YOUR ASSIGNMENT:
Tally the lines in the data below that contain the string "positive", counting only matches with the same capitalization. Reply with the number alone.

====

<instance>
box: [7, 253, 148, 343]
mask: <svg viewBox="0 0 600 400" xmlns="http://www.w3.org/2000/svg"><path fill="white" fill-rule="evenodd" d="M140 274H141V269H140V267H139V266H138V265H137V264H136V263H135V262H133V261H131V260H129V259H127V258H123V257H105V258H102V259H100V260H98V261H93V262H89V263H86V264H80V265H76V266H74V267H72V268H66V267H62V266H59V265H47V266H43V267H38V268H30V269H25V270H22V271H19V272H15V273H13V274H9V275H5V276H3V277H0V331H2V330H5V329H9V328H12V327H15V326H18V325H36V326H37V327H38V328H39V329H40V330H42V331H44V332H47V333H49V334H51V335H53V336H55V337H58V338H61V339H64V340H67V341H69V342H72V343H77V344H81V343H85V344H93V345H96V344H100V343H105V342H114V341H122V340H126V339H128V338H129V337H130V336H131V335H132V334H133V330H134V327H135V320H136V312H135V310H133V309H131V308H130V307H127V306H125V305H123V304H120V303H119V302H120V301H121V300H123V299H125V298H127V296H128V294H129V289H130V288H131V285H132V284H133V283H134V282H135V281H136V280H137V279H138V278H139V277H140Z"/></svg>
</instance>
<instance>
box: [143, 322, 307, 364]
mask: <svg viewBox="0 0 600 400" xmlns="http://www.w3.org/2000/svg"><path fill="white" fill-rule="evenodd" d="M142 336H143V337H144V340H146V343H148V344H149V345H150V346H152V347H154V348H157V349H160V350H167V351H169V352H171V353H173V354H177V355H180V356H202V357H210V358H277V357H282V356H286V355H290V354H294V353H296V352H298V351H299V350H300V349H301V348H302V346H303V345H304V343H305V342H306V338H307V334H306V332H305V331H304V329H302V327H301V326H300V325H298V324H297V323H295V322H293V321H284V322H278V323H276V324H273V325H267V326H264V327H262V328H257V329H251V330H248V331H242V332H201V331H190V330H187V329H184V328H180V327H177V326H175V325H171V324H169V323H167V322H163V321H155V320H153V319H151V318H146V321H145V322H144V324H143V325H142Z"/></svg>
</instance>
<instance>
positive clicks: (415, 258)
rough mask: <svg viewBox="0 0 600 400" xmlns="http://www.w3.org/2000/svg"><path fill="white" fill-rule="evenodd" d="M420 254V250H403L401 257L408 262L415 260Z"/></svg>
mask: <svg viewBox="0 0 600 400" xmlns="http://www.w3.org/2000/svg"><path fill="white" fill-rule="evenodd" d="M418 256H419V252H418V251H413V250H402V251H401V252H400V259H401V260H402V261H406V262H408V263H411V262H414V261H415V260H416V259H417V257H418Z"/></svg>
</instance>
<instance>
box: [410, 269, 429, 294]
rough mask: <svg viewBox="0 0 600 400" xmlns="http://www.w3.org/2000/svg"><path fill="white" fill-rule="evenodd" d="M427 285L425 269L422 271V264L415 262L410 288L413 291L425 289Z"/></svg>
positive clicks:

====

SOLUTION TO THIS EXERCISE:
2